• [Dataset rows showing where objects appear]
--- Start ---
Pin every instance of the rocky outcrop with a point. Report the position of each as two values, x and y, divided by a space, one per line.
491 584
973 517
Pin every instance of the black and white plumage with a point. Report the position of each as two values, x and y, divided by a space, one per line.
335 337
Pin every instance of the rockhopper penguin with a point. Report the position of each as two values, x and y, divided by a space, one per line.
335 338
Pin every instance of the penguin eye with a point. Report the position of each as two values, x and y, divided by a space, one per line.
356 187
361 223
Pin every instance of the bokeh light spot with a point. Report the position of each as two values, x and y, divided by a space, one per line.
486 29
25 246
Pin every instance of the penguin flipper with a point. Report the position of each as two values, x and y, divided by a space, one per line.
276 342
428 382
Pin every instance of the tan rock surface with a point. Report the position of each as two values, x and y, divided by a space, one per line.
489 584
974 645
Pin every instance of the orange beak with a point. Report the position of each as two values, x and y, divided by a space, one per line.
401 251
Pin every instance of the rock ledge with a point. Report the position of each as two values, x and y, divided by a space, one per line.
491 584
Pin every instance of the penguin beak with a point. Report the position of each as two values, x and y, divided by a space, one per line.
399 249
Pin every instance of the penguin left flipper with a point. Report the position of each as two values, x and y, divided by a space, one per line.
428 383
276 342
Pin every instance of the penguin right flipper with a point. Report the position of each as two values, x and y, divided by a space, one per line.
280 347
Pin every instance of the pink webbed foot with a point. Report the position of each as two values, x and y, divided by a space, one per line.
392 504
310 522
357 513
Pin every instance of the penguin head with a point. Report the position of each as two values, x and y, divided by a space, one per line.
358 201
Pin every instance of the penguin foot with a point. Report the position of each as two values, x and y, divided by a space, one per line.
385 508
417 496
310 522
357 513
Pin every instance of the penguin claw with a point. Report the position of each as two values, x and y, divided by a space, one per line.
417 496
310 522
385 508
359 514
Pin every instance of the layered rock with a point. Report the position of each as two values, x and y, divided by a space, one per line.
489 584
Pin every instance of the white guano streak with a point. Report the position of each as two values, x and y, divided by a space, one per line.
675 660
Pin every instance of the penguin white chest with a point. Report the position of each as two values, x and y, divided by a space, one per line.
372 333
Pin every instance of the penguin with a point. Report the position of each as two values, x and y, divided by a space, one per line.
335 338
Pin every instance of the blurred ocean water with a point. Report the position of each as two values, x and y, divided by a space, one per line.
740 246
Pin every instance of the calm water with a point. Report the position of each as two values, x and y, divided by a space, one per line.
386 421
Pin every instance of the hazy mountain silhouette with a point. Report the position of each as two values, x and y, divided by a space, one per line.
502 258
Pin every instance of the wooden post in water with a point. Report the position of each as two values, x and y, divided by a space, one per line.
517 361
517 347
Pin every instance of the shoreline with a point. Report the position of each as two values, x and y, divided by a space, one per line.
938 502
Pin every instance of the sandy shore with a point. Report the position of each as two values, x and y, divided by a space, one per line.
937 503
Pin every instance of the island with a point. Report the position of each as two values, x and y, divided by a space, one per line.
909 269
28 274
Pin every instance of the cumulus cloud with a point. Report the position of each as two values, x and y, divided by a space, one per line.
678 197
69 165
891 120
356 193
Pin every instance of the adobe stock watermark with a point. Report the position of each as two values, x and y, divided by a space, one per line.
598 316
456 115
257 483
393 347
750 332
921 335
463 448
--- End ---
Can you give the data above again with "divided by a space" changed to "separated by a single space" everywhere it occurs and everything else left as it is?

• [The response]
Pin every instance of the rocky outcrop with a point. Report the position of each as two values, x and y, separated by a single space, one per line.
491 584
973 517
Pin every instance of the black and white plumage with a point. Report the position of each as two values, x and y, separated by a single space, one per line.
335 337
Pin every instance of the rockhopper penguin with a point. Report the position of each as two values, x and y, separated by a single space, one per line.
335 338
Pin every instance of the penguin eye with a point. Report the position of each as two values, x and y, separated by a single space, one per line.
356 187
361 223
Pin every instance of the bokeh light spot with a point. Report the position of each as two values, x and y, separated by a single space, one per line.
486 29
25 246
Pin every instance of the penguin flipper with a point. Report the position of each as two values, x and y, separated by a single space, one per line.
276 342
428 382
Pin every instance of the tan rock surface with a point. Report the position of each as two values, x and y, separated by a single space, one per line.
489 584
974 645
Pin every instance of the orange beak with a point. Report the position of each as two values, x and y, separated by a single space, one per line.
401 251
Pin every instance of the rock ledge with a point. Report the position of each as two values, x and y, separated by a single space, one per line.
491 584
Pin every instance of the penguin beak with a point. Report the position of each as two values, x and y, separated by a single space, one per line.
399 249
Pin every instance of the penguin left flipper with a point. Report the position of each as two values, x and y, separated by a single space, one per line.
428 383
276 342
Pin every instance of the penguin right flipper with a point. Report the position of each as two values, x and y, separated by a single space, one per line.
280 347
Pin every instance of the pink webbed foot with a point. Report the position of each as two values, x and y, separated by a single space, one per line.
392 504
310 522
357 513
Pin every instance of the penguin head with a point. Report the position of each as two values, x and y, separated by a single space, one per line.
358 201
Pin every instance of the penguin foot with a point. Report the position of each as two values, x and y, separated by a single space, one per line.
385 508
417 496
310 522
357 513
Pin every instance of the penguin claw with a point. Report the position of each as two values, x and y, separated by a single space, one per line.
417 496
310 522
385 508
359 514
Pin every instance of the layered rock with a point. Report the position of each as two values, x and y, separated by a single space, one per line.
489 584
Pin every instance of the white guano streak with a point. Report the position of each as two values, x and y, separated by a single space, one per line.
675 660
Pin every instance of the penguin white chest with a point. Report the position of each as two values, x and y, separated by a single space, one per line.
372 333
Pin every instance of the penguin with a point. Report the position of each as two values, x and y, separated by a single space, one per line.
335 338
Pin every instance of the blurred ocean water with a point. Report the position of each as two values, x and y, separated by a single space, one per line.
740 246
Pin every instance of the calm water with a point. Report the position of each as two values, x and y, separated by a single space, one per line.
386 421
Pin every instance of the hazy mountain silhouette with a point. Report the position of each as two values, x and y, separated by a single space, one per line.
502 258
Pin every instance of the wooden post in water with a point. Report the position of each as two values, x and y, separated by a single space, one per line.
517 361
517 347
Pin every instance of the shoreline with a point. Report the position of each as two values, x and y, separated by a single space, one per line.
938 502
Pin every instance of the sandy shore with a point. Report the position of each as two values, x and y, separated by a single space, one per line.
937 503
Pin every instance of the island with a point. Report the position of each as two values, x and y, separated by a single space, one per line.
909 269
28 274
Pin every instance of the cumulus cloud with a point. Report the position of each as two values, x and y, separated by a single space, one per line.
678 197
69 165
891 120
356 193
Pin every instance of the adobe stock watermark with a point. Report the position of each as two values, x and y, separated by a single space, one per line.
598 316
456 115
257 483
393 347
750 332
921 335
463 448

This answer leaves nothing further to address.